Print every item below line for line, with no changes.

(GIVEN INFORMATION)
[start]
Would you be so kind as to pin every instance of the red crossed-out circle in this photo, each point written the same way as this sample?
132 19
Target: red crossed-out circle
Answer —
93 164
[end]
(COMPLETED TASK)
Would you be so kind as to pin every instance of the red crossed-out circle in this photo, each point written the same way as this sample?
132 19
Target: red crossed-out circle
Answer —
93 164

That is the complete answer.